Return, unaltered, each line in the rows below that contains the string "roof". Treat case as significant.

■ ■ ■ ■ ■ ■ ■

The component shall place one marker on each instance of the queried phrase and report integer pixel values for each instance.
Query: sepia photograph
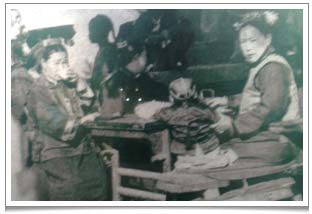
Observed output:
(156, 104)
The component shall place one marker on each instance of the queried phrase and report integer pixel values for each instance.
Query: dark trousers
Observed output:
(78, 178)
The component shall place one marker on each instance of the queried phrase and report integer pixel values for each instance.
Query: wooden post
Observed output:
(165, 138)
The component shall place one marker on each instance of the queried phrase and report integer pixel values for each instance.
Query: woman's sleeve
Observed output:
(49, 117)
(273, 83)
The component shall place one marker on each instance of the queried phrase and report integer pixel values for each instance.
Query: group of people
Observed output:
(52, 103)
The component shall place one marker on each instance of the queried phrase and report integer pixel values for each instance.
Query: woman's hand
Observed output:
(224, 124)
(215, 102)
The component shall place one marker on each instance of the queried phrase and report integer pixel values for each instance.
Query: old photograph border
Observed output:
(305, 202)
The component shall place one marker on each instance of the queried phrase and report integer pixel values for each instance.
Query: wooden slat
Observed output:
(141, 194)
(260, 187)
(271, 195)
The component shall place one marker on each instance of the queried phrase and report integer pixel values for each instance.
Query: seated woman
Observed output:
(270, 94)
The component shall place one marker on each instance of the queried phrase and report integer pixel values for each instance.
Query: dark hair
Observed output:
(47, 51)
(33, 61)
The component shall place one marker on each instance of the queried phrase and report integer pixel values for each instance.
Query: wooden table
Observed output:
(132, 127)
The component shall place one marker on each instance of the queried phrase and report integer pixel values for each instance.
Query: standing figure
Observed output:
(108, 99)
(62, 148)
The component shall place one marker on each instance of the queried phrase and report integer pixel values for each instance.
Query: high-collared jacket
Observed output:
(55, 111)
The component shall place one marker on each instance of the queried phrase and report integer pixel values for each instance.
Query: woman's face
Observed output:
(253, 43)
(56, 68)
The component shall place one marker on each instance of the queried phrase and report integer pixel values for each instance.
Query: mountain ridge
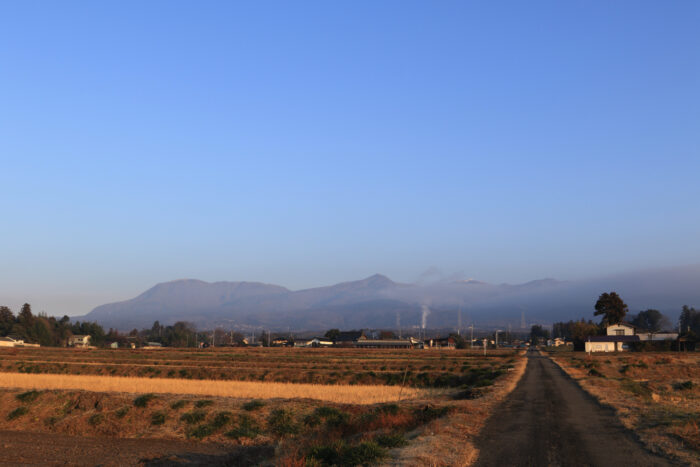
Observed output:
(376, 301)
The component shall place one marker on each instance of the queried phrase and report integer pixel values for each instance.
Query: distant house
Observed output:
(349, 338)
(79, 341)
(609, 343)
(621, 329)
(442, 343)
(619, 336)
(10, 342)
(152, 346)
(314, 342)
(384, 344)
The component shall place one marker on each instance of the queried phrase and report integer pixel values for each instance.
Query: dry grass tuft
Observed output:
(347, 394)
(449, 441)
(655, 394)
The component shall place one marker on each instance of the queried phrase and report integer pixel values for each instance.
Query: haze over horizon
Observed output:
(143, 142)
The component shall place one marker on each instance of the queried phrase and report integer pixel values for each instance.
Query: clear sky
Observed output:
(307, 143)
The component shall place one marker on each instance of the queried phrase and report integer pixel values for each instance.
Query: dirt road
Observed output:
(548, 420)
(42, 449)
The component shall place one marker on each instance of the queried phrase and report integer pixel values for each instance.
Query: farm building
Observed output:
(384, 344)
(621, 335)
(79, 341)
(441, 343)
(609, 343)
(314, 342)
(349, 338)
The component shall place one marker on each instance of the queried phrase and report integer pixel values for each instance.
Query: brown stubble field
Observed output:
(394, 403)
(656, 394)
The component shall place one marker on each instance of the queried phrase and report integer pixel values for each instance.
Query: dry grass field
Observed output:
(343, 394)
(427, 368)
(314, 406)
(655, 394)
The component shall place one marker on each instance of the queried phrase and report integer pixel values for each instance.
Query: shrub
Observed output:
(143, 400)
(333, 417)
(391, 440)
(391, 409)
(685, 385)
(253, 405)
(29, 396)
(428, 413)
(281, 422)
(201, 431)
(96, 419)
(246, 428)
(158, 418)
(221, 419)
(193, 417)
(177, 405)
(339, 453)
(18, 412)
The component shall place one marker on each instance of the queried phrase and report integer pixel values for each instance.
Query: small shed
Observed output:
(609, 343)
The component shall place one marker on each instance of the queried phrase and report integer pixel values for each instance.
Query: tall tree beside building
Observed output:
(689, 321)
(611, 307)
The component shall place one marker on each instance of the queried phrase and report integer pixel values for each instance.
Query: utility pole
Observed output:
(459, 321)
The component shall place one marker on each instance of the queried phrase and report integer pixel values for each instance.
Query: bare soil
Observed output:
(49, 449)
(549, 420)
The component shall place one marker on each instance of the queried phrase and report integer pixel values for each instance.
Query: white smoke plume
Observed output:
(425, 313)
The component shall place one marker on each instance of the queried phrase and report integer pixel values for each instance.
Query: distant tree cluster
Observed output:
(650, 320)
(576, 331)
(611, 307)
(44, 330)
(689, 322)
(538, 333)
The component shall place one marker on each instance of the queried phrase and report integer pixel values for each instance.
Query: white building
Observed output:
(10, 342)
(79, 341)
(620, 335)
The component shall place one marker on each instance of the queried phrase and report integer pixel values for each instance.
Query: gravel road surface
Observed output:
(548, 420)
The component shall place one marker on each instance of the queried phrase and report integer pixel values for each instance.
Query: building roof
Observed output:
(369, 342)
(349, 336)
(613, 339)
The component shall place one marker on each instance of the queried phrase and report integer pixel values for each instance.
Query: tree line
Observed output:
(46, 330)
(613, 310)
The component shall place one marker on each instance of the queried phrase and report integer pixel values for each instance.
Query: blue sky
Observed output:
(306, 143)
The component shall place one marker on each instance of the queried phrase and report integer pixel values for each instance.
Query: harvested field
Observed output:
(417, 368)
(375, 404)
(656, 394)
(345, 394)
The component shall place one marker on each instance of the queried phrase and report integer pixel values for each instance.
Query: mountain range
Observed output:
(379, 302)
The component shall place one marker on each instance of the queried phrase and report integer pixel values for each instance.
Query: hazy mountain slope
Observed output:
(376, 301)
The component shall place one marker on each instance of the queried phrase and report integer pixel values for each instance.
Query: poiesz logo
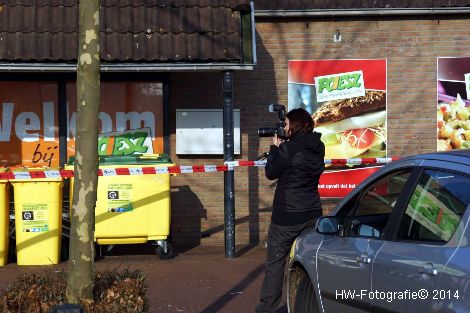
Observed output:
(113, 195)
(340, 86)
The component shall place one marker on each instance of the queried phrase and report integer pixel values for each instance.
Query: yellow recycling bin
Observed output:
(132, 209)
(4, 219)
(38, 220)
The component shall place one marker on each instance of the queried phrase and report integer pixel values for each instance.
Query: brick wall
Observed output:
(411, 47)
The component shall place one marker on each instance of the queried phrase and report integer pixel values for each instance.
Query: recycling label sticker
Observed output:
(120, 198)
(35, 217)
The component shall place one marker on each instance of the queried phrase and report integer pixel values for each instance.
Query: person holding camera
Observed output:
(296, 161)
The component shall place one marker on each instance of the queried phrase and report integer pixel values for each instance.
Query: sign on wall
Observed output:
(453, 103)
(29, 125)
(347, 100)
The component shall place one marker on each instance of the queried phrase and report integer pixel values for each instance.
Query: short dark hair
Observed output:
(300, 121)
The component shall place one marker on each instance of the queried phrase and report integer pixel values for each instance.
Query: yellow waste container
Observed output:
(38, 220)
(133, 209)
(4, 219)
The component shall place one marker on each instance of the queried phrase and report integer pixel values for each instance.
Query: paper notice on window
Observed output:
(467, 85)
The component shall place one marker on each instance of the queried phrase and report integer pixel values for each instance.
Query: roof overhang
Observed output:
(124, 67)
(363, 12)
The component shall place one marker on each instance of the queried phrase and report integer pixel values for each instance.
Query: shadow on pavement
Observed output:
(218, 304)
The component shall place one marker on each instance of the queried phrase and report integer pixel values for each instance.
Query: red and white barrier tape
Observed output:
(228, 166)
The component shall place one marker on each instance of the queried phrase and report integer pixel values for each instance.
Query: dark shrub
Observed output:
(114, 291)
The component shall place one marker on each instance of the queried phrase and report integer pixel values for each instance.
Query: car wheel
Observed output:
(305, 298)
(169, 252)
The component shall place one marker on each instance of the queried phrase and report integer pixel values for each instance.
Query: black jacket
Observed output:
(297, 165)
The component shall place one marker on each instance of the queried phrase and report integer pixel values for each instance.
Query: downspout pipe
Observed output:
(363, 12)
(253, 32)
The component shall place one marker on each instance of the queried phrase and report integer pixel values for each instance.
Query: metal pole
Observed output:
(229, 190)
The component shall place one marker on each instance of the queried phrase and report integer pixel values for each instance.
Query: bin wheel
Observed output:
(169, 252)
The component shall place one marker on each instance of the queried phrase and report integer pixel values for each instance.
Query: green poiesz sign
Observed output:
(340, 86)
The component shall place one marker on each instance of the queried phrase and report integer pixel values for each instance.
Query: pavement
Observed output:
(198, 280)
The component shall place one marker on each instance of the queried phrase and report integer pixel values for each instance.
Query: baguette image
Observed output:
(353, 127)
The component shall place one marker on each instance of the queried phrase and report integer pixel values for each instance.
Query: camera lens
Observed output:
(266, 131)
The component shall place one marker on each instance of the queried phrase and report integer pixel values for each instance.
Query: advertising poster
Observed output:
(348, 103)
(453, 103)
(29, 122)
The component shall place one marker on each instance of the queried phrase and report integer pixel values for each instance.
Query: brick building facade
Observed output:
(411, 46)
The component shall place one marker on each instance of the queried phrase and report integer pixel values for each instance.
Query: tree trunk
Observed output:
(80, 278)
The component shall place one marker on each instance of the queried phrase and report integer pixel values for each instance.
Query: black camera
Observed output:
(279, 128)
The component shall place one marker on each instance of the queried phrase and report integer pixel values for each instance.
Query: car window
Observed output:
(375, 205)
(435, 207)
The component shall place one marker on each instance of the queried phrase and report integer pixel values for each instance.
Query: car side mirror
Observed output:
(368, 231)
(328, 225)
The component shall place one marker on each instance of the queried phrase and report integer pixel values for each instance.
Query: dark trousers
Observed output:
(280, 240)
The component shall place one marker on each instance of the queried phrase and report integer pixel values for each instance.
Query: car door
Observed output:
(408, 270)
(344, 262)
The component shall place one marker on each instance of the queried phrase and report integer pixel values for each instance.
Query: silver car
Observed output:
(399, 242)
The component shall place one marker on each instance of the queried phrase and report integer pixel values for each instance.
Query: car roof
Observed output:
(461, 156)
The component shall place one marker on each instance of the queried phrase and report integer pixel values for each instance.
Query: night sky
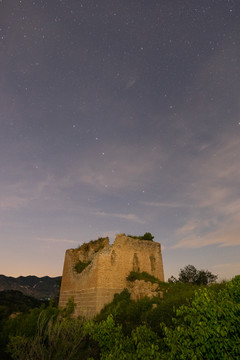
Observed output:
(119, 116)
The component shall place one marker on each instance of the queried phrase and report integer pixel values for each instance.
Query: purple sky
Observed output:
(119, 116)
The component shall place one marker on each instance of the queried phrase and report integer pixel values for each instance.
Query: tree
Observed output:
(189, 274)
(209, 328)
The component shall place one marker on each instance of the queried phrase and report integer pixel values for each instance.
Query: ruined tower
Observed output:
(94, 272)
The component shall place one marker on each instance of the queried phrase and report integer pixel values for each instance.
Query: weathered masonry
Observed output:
(94, 272)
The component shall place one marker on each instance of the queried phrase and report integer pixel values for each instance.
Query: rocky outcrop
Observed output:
(104, 269)
(139, 289)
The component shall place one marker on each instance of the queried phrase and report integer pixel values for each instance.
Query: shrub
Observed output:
(80, 266)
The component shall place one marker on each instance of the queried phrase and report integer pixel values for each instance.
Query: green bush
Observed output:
(134, 275)
(146, 236)
(80, 266)
(209, 328)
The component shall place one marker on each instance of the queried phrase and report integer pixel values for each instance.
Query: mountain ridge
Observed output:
(45, 287)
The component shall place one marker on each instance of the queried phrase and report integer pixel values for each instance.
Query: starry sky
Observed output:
(119, 116)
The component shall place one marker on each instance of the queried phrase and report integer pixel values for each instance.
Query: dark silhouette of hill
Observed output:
(38, 287)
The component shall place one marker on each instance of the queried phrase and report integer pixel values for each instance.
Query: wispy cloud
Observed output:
(129, 217)
(164, 204)
(57, 240)
(215, 197)
(226, 271)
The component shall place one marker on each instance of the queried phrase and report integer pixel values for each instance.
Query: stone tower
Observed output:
(106, 269)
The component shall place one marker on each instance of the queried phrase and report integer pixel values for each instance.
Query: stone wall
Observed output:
(106, 274)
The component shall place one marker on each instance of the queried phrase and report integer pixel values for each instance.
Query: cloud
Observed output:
(215, 198)
(119, 166)
(227, 270)
(57, 240)
(163, 204)
(129, 217)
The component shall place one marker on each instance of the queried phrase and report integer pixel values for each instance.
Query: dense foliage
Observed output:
(146, 236)
(189, 274)
(189, 322)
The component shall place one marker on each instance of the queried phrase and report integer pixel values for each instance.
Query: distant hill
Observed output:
(40, 288)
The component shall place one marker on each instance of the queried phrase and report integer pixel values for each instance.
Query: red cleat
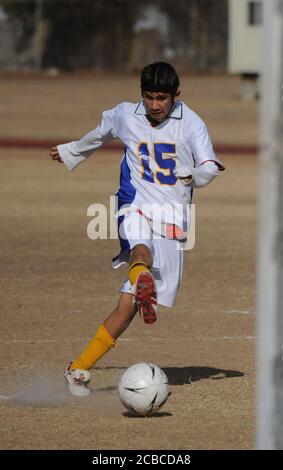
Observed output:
(146, 297)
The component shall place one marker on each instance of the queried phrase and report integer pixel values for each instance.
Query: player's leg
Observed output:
(77, 373)
(143, 283)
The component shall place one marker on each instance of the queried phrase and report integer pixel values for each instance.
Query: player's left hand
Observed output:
(54, 154)
(183, 173)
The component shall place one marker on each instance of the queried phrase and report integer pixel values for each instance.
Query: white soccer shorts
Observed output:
(167, 266)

■ ■ ■ ■ ■ ■ ■

:: REPLY TO THE EXERCISE ::
Query: building roof
Query: roof overhang
Query: car roof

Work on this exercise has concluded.